§ WHAT TO DO:
Would you write out the listing verbatim and skip every picture in it?

§ DATA SECTION:
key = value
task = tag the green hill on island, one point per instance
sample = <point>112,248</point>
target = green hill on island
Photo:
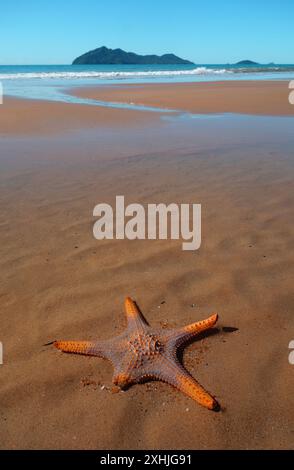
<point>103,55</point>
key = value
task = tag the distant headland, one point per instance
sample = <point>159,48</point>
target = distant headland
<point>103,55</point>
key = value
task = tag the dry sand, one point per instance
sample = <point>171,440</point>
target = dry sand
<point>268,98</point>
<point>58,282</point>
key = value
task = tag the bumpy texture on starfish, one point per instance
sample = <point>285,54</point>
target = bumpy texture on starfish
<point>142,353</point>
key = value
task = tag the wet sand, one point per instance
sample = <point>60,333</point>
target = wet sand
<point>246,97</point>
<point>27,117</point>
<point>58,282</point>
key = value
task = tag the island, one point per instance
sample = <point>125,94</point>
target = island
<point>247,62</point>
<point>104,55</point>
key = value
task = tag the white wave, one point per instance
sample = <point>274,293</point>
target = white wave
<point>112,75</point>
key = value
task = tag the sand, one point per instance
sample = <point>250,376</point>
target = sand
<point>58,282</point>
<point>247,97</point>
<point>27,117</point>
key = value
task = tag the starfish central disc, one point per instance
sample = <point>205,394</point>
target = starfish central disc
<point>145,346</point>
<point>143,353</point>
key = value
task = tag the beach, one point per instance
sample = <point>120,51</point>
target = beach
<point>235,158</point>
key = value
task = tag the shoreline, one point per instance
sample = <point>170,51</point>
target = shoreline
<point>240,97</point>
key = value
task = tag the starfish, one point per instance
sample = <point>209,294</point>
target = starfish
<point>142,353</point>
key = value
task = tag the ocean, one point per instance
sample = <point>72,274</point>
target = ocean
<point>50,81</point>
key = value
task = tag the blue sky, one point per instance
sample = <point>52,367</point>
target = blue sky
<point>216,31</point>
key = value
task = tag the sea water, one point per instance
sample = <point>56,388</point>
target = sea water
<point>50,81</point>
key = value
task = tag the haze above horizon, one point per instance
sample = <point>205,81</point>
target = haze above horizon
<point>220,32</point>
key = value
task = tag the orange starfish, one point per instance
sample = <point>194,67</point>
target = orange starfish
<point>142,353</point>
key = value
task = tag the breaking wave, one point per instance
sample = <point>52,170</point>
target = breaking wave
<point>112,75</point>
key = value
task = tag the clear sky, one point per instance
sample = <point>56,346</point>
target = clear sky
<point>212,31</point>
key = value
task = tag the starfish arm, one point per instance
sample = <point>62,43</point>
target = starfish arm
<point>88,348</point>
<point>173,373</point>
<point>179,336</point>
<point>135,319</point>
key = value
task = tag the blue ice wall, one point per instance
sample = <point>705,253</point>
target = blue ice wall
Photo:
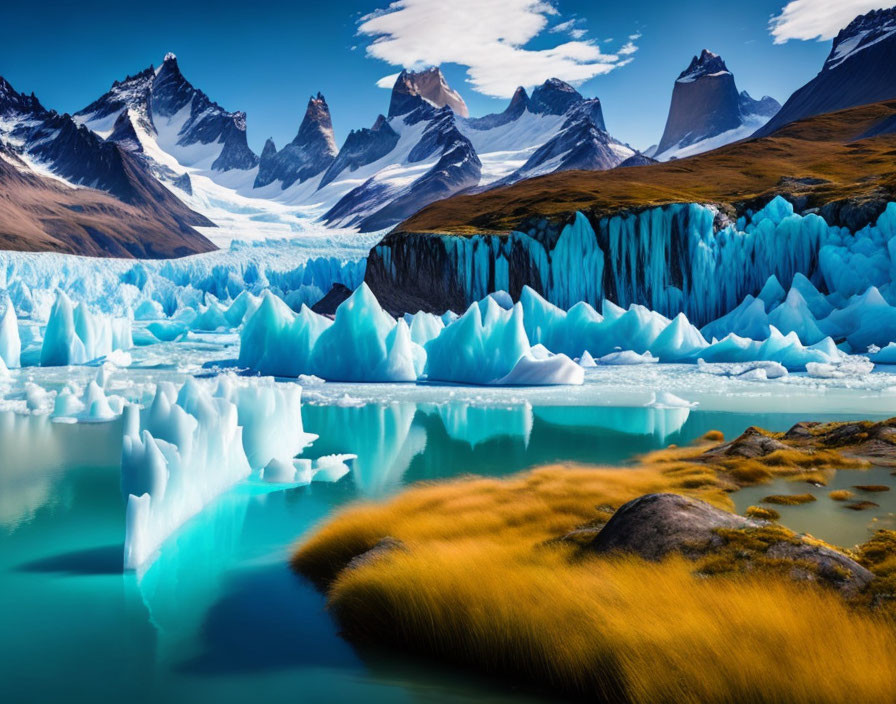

§ RESPONSE BELOW:
key = value
task = tag the green hill on island, one point per instance
sample = <point>112,248</point>
target = green hill on island
Photo:
<point>103,55</point>
key = value
task = tag the distant headland, one point per instance
sample = <point>159,48</point>
target = distant headland
<point>103,55</point>
key = value
task = tag the dry sand, one point per instance
sample = <point>171,440</point>
target = dry sand
<point>268,98</point>
<point>58,282</point>
key = value
task = tag the bumpy texture on starfish, one point per instance
sample = <point>285,54</point>
target = bumpy texture on starfish
<point>142,353</point>
key = value
task = tag the wet sand, one point per instance
sample = <point>60,333</point>
target = wet sand
<point>246,97</point>
<point>27,117</point>
<point>58,282</point>
key = value
task = tag the island, one point per instance
sample = <point>125,94</point>
target = island
<point>247,62</point>
<point>104,55</point>
key = value
task = tag the white wave, one point per instance
sample = <point>274,293</point>
target = white wave
<point>112,75</point>
key = value
task = tag the sand, one point per instance
sample = <point>250,376</point>
target = sand
<point>58,282</point>
<point>247,97</point>
<point>27,117</point>
key = value
task = tag the starfish central disc, one point per instance
sample = <point>205,394</point>
target = starfish central disc
<point>145,346</point>
<point>143,353</point>
key = value
task = tag the beach, one point per instance
sample = <point>120,51</point>
target = beach
<point>235,158</point>
key = value
task = tag the shoreline, one point per instance
sample = <point>170,51</point>
target = shoreline
<point>240,97</point>
key = value
task = tag the starfish, one point per instance
sample = <point>209,294</point>
target = starfish
<point>142,353</point>
key = value
task = tag the ocean, one point per instance
sample = <point>72,274</point>
target = ocean
<point>50,81</point>
key = value
task = tag the blue sky, one point per instance
sample = <point>52,367</point>
target = blue sky
<point>216,31</point>
key = value
task = tag the sea water, one point per instance
sample = <point>56,388</point>
target = sea water
<point>50,81</point>
key = value
task = tag the haze above horizon, one point per instance
sample = <point>205,81</point>
target = haze above horizon
<point>220,32</point>
key = value
task = tag the orange starfish, one point per instance
sample = <point>194,67</point>
target = orange starfish
<point>142,353</point>
key = value
task = tag the breaking wave, one point per instance
sample = <point>52,170</point>
target = breaking wave
<point>112,75</point>
key = value
task = tag the clear sky, one point per instance
sample = <point>56,346</point>
target = clear sky
<point>212,31</point>
key = value
task = tag the starfish arm, one point per instance
sample = <point>62,43</point>
target = starfish arm
<point>88,348</point>
<point>173,373</point>
<point>179,336</point>
<point>135,319</point>
key = value
task = tag the blue ice wall, one point per instance
sample = <point>705,253</point>
target = blue ice wall
Photo:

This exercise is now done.